-- Start of Extracted entries --
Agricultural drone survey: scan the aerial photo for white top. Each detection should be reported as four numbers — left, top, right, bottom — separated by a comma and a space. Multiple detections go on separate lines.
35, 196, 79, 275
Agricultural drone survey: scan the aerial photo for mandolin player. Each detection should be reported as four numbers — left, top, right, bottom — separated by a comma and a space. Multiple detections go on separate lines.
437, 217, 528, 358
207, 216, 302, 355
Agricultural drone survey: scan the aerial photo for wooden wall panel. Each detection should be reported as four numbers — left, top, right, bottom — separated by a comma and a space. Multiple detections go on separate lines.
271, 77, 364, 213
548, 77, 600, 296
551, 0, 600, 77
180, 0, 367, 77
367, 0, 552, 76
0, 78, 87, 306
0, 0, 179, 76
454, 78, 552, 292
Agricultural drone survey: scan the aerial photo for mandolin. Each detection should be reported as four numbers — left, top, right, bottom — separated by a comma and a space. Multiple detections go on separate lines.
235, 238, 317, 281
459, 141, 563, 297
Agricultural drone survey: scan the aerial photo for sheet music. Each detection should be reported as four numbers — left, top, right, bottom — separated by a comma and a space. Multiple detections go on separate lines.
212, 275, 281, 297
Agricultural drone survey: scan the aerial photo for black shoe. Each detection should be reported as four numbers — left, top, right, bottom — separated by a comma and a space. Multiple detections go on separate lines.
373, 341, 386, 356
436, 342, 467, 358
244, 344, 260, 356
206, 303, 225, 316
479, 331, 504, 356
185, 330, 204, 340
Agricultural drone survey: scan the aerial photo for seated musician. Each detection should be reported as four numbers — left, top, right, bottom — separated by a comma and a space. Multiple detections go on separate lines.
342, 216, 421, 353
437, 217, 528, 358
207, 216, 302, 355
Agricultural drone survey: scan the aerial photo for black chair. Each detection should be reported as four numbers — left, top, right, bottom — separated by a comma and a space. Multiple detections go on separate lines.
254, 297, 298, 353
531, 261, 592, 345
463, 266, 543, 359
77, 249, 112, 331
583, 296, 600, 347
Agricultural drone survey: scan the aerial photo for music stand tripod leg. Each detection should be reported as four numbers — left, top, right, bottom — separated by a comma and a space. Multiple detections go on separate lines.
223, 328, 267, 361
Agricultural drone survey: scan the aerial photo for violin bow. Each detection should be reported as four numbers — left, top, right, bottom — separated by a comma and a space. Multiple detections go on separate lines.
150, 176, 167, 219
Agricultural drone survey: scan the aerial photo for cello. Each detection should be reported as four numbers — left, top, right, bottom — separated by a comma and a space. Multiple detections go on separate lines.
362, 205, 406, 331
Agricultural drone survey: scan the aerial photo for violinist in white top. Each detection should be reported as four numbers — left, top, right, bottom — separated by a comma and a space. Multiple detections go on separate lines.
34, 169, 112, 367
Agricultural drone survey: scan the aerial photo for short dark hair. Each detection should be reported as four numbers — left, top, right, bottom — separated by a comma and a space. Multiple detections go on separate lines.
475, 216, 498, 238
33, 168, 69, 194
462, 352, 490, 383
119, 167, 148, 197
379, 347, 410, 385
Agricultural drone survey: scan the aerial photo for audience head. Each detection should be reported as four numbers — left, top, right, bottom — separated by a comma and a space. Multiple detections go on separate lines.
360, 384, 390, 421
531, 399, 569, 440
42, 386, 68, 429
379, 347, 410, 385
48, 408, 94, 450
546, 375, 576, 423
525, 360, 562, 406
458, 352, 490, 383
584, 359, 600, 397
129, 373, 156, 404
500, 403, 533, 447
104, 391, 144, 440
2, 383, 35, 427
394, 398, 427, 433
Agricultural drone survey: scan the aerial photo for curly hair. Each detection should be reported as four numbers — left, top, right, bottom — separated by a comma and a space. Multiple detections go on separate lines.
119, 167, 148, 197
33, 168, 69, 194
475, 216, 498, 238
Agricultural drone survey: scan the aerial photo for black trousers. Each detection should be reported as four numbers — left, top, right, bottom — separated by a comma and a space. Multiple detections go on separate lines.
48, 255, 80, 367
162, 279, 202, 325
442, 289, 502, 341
-- End of Extracted entries --
Goal ->
Reproduce the listing above word for word, line for line, with nothing changed.

Written answer ->
Agricultural drone survey: scan the aerial photo for white top. Each detection should be reported as four numbers — left, top, right, bottom — separated by a comma and a space. Multiple detections go on separate lines.
35, 196, 79, 275
Agricultural drone survey: scan the aerial photo for mandolin player. Each detection should be reported as four numbers — left, top, right, bottom — separated by a comma and a space. Multiple detections go on separate lines.
437, 217, 528, 358
207, 216, 302, 355
Agricultural drone survey: scan the aerial photo for wooden wall panel. Each detection should be reported as four numbers — left, top, right, bottom — separated by a comma and a space. Multiple detections go on separate lines.
271, 77, 364, 213
548, 77, 600, 296
551, 0, 600, 77
180, 0, 367, 77
367, 0, 552, 76
0, 78, 87, 306
0, 0, 179, 76
454, 78, 552, 292
Agricultural drone survey: scan the aerial photo for mandolin. Each detection should be reported as four numbers — left, top, right, bottom — separated by a comma and a space. Multiple detections go on separate lines.
235, 238, 317, 281
459, 141, 563, 297
Agricultural drone survey: scan the aerial photo for sheet music. Each detection should be reported as four numbers — left, top, right, bottom — separated by a comma and a space. Multiple detections go on separate lines.
212, 275, 281, 297
Agricultural drone survey: scan the aerial photo for black shoe. Each detection should be reported as four numbers — left, top, right, bottom — separated by a comma and a space. Multiple detections go on separate lines.
373, 341, 386, 356
436, 342, 467, 358
244, 344, 260, 356
206, 303, 225, 316
479, 331, 504, 356
185, 330, 204, 340
Agricultural drone survey: scan the aerial photo for seated musician. Each detection should be reported as four numbers — left, top, right, bottom — separated by a comma and a space. Multiple detections go on separate lines.
342, 216, 421, 353
437, 217, 528, 358
207, 216, 302, 355
Agricultural drone survey: scan the aerial photo for black chair. Each detection should be reported as four numbers — left, top, right, bottom — separated by a comma and a space. Multiple detections go on separate lines.
254, 297, 298, 353
531, 261, 592, 345
463, 266, 543, 359
77, 249, 112, 331
583, 296, 600, 347
Agricultural drone survey: scan the aerial photo for music stand tripod leg. Each detection should be reported as four numbers — left, top, right, bottom — separated by a comma and a space. Multiple detections go on separate lines.
223, 328, 267, 361
Agricultural drone survey: scan the aerial photo for violin bow. Each detection should be reported as four numbers — left, top, right, bottom — separated by a comma and a space. Multiple detections go on separate lines.
150, 176, 167, 219
Agricultural drone survey: scan the aerial photo for cello. Each detection should be reported as four numbers — left, top, right, bottom — separated by a comma and a space. Multiple detections go on separate lines.
362, 205, 406, 331
Agricultural drone survey: scan the aerial photo for violinist in white top. Each detection should be reported as four numbers — left, top, right, bottom — separated by a comma and a space. Multiple detections go on separate lines.
34, 169, 112, 367
Agricultural drone survey: scan the aerial photo for short dark hair. Each detection should be reported as four numbers — left, top, right, bottom — separated by a comma and a space. Multiple detections go on separate lines.
475, 216, 498, 238
33, 168, 69, 194
462, 352, 490, 383
119, 167, 148, 197
379, 347, 410, 385
Agricultural drone survey: scan the aerial photo for audience head. Each detection should be reported as four numbers — left, top, right, bottom — separated by a comma and a space. Multiple detections go on separate lines.
360, 384, 390, 421
531, 399, 569, 440
42, 386, 68, 429
379, 347, 410, 385
48, 408, 94, 450
546, 375, 576, 423
525, 360, 562, 406
458, 352, 490, 383
584, 359, 600, 397
129, 373, 156, 404
500, 403, 533, 447
104, 391, 144, 440
2, 383, 35, 427
394, 398, 427, 433
Agricultural drone survey: scan the aerial photo for curly hair. Each detection should be reported as four numbers — left, top, right, bottom — separated by a comma and a space. Multiple detections go on separate lines.
119, 167, 148, 197
33, 168, 69, 194
475, 216, 498, 238
Agricultural drone survey: scan the aerial photo for black trousers. Each detection should be reported as four numbers — left, top, right, bottom — separated by a comma and a space. Multiple detections go on separate lines.
48, 255, 80, 367
162, 279, 202, 325
442, 289, 502, 341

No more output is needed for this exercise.